:: OBIETTIVO ::
Estrai tutte le voci riportate qui sotto e ricopiale riga per riga, identiche all'originale.
——
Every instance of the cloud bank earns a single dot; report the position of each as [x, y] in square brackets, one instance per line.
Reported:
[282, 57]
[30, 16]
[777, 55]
——
:: RISPOSTA SCRITTA ::
Every instance of the cloud bank earns a single dot; report the position of each as [x, y] in square brackets, one instance per line.
Reported:
[282, 57]
[30, 16]
[777, 55]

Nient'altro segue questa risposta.